> [PARTS OF THE EXERCISE]
1. Answer these questions using the event listing below.
(a) On what date and at what time was the event scheduled?
(b) What position does Linda McClain hold?
(c) Who was to join her in conversation?
2. Reproduce a passage of the event listing below word for word. Begin at the words "Harvard Book Store, 1256" and stop after "scholar AZIZA AHMED.".

BEGIN EXCERPTED TEXT

Canceled - Ethics in Your World with Linda McClain

Date: 

Friday, March 13, 2020, 3:00pm to 4:00pm

Location: 

Harvard Book Store, 1256 Massachusetts Ave, Cambridge, MA 02138

Update 3/11: Harvard Book Store has announced that they are cancelling this event due to increased caution around coronavirus/COVID-19. Apologies for any inconvenience this may cause.

McClain book cover

Harvard Book Store and the Edmond J. Safra Center for Ethics welcome LINDA MCCLAIN—Robert B. Kent Professor at Boston University School of Law—for a discussion of her latest book, Who’s the Bigot?: Learning from Conflicts over Marriage and Civil Rights Law. She will be joined in conversation by renowned legal scholar AZIZA AHMED.

About Who's the Bigot?

Historically, critics of interracial, interfaith, and most recently same-sex marriage have invoked conscience and religious liberty to defend their objections, and often they have been accused of bigotry. Although denouncing and preventing bigotry is a shared political value with a long history, people disagree over who is a bigot and what makes a belief, attitude, or action bigoted. This is evident from the rejoinder that calling out bigotry is intolerant political correctness, even bigotry itself.

In Who's the Bigot?, the eminent legal scholar Linda C. McClain traces the rhetoric of bigotry and conscience across a range of debates relating to marriage and antidiscrimination law. Is "bigotry" simply the term society gives to repudiated beliefs that now are beyond the pale? She argues that the differing views people hold about bigotry reflect competing understandings of what it means to be "on the wrong side of history" and the ways present forms of discrimination resemble or differ from past forms. Furthermore, McClain shows that bigotry has both a backward- and forward-looking dimension. We not only learn the meaning of bigotry by looking to the past, but we also use examples of bigotry, on which there is now consensus, as the basis for making new judgments about what does or does not constitute bigotry and coming to new understandings of both injustice and justice.

By examining charges of bigotry and defenses based on conscience and religious belief in these debates, Who's the Bigot? makes a novel and timely contribution to our understanding of the relationship between religious liberty and discrimination in American life.

The “Ethics in Your World” series, presented with Harvard Book Store, features leading thinkers taking on tough problems that matter to us all.

END EXCERPTED TEXT
BEGIN LISTED ENTRIES

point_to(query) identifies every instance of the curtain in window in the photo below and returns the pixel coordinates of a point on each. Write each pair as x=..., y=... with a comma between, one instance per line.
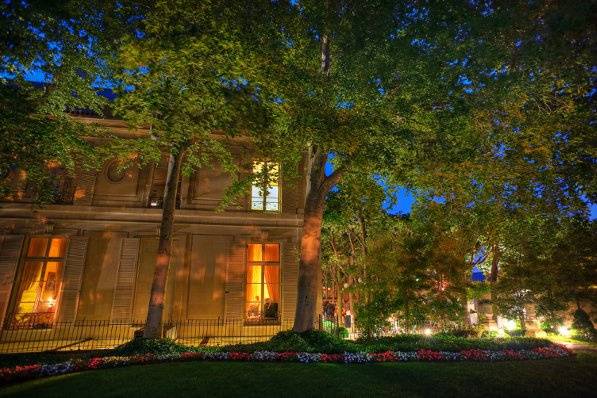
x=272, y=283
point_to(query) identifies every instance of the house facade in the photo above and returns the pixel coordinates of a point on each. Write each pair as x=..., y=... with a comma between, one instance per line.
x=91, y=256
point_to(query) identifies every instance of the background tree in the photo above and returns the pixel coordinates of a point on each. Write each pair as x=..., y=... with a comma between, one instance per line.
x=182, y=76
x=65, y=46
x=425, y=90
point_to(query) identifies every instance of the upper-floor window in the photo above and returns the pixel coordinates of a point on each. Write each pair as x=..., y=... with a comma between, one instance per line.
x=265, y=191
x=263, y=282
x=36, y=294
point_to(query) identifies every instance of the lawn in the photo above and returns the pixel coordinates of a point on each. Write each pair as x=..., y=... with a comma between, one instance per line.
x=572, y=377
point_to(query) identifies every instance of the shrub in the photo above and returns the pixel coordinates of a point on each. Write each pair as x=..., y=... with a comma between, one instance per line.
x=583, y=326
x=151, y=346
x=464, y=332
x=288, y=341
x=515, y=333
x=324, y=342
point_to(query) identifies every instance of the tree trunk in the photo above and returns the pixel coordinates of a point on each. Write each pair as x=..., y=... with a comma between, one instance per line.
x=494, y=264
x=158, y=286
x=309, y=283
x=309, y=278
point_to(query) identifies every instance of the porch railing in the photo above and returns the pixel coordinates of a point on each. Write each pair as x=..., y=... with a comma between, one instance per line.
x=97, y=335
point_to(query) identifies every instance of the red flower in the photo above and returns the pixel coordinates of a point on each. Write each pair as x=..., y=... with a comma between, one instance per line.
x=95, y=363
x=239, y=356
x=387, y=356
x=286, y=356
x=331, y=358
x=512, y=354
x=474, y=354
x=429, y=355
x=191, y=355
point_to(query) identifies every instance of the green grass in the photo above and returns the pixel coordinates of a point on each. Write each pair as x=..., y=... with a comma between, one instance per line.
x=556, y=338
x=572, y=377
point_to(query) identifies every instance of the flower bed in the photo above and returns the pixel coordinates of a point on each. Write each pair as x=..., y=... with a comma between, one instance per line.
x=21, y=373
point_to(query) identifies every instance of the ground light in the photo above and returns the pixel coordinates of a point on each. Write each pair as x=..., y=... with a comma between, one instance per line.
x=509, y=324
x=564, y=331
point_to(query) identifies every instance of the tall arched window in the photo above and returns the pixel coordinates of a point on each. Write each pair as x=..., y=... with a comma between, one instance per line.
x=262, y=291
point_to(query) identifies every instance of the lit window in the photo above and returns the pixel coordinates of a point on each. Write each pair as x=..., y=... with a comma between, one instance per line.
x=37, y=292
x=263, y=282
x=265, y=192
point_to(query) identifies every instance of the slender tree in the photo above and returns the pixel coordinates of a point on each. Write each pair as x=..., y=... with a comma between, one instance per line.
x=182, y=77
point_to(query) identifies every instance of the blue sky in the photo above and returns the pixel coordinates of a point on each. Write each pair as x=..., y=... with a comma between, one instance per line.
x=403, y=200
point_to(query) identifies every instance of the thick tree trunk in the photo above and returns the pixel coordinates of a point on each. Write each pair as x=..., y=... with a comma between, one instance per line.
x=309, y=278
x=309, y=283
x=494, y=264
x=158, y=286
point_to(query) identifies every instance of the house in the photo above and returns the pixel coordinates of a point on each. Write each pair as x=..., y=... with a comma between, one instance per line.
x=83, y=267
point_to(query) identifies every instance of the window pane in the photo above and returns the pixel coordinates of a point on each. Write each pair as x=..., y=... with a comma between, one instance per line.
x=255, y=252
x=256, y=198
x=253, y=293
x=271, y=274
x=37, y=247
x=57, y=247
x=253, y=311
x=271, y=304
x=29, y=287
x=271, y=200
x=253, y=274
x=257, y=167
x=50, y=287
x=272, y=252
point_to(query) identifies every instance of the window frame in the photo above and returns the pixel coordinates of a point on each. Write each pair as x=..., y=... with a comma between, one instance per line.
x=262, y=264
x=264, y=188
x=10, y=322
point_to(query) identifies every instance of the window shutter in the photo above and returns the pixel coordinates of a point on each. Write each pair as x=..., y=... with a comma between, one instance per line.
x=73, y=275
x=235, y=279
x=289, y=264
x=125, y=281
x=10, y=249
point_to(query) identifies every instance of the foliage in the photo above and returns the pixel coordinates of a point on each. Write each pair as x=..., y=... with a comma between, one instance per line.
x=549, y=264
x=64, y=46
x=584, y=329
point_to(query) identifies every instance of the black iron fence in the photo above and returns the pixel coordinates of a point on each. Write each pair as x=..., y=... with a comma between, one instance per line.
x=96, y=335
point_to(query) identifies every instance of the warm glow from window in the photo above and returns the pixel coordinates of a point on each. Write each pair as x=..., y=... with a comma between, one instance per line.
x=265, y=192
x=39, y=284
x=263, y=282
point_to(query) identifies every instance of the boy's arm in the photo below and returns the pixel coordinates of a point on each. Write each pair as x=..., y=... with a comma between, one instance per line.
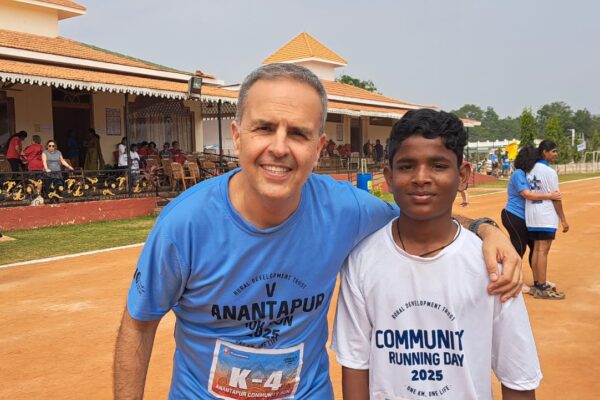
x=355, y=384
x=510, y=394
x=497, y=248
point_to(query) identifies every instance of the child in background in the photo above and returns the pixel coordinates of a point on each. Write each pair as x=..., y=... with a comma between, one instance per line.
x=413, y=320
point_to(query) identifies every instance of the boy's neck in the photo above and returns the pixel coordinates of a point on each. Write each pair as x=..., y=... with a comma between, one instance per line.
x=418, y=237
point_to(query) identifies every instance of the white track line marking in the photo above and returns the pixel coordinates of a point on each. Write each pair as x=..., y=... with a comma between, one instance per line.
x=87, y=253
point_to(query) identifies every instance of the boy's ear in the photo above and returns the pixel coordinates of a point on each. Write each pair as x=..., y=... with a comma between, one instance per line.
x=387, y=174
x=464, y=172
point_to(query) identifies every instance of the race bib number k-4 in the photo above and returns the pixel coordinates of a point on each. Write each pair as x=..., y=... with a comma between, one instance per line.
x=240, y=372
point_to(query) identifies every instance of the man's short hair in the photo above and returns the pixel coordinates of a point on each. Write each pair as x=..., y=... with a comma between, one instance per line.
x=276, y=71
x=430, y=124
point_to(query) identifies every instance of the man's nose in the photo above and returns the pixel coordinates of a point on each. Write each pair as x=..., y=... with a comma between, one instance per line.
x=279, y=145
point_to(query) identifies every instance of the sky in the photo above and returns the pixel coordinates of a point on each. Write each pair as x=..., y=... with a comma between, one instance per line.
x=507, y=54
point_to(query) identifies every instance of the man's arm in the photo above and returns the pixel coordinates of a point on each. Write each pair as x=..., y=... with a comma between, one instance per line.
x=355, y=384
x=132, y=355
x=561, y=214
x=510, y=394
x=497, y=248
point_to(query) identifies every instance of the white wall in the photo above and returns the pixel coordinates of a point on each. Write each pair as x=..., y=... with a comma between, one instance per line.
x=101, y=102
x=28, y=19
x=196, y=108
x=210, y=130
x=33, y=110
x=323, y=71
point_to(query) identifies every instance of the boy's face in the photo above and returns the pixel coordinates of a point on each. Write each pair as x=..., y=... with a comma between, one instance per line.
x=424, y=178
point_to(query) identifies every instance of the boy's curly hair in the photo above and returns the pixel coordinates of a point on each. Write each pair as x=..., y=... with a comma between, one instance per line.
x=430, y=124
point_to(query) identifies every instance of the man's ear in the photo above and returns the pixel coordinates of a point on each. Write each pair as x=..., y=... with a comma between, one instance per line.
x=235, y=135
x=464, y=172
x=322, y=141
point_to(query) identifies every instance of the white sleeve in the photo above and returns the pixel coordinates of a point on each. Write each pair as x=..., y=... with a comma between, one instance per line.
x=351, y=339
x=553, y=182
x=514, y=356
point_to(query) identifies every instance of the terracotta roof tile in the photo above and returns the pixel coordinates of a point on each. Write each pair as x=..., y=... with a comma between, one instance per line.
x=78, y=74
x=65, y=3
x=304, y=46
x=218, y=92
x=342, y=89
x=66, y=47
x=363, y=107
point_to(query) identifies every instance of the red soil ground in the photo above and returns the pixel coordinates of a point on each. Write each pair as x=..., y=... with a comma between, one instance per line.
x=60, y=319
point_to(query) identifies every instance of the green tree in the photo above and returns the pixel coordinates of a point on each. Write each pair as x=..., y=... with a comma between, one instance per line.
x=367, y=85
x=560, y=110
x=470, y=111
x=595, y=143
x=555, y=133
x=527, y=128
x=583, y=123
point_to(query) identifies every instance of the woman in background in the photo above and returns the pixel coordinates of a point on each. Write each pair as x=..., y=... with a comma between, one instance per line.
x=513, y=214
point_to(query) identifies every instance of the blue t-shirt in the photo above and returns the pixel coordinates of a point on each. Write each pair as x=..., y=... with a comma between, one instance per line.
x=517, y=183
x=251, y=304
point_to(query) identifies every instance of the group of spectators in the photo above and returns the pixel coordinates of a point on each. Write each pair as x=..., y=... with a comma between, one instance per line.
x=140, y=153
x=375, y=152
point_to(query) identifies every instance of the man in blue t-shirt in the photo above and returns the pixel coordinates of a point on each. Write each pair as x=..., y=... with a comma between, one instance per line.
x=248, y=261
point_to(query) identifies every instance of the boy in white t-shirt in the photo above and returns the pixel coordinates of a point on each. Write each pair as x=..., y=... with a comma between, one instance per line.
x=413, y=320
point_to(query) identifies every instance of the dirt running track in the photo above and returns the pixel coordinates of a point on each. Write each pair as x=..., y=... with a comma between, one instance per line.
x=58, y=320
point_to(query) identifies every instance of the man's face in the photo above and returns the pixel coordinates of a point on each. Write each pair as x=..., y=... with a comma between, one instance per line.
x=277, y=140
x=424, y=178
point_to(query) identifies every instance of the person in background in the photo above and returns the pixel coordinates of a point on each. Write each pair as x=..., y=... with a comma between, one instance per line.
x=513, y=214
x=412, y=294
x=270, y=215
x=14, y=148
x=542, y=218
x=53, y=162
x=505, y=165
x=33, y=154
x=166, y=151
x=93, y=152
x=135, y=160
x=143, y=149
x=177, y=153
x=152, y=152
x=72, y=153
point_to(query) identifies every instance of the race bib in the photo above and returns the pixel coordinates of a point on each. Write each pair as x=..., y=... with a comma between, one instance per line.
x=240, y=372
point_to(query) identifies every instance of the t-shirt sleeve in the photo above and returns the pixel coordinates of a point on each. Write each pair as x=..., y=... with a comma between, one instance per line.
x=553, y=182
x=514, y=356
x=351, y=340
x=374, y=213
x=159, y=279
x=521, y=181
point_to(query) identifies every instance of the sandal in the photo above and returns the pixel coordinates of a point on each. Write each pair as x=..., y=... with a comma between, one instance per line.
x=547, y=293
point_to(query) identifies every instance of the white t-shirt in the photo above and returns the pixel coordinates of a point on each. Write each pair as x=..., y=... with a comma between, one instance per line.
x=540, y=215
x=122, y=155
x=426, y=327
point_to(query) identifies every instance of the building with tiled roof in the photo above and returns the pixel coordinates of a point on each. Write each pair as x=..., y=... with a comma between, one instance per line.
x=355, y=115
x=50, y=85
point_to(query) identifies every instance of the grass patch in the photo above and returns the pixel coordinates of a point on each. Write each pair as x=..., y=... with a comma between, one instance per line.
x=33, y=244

END LISTED ENTRIES

> [ANSWERS TO THE TASKS]
1.
(a) Friday, March 13, 2020, from 3:00pm to 4:00pm.
(b) She is Robert B. Kent Professor at Boston University School of Law.
(c) Aziza Ahmed.

2.
Harvard Book Store, 1256 Massachusetts Ave, Cambridge, MA 02138

Update 3/11: Harvard Book Store has announced that they are cancelling this event due to increased caution around coronavirus/COVID-19. Apologies for any inconvenience this may cause.

McClain book cover

Harvard Book Store and the Edmond J. Safra Center for Ethics welcome LINDA MCCLAIN—Robert B. Kent Professor at Boston University School of Law—for a discussion of her latest book, Who’s the Bigot?: Learning from Conflicts over Marriage and Civil Rights Law. She will be joined in conversation by renowned legal scholar AZIZA AHMED.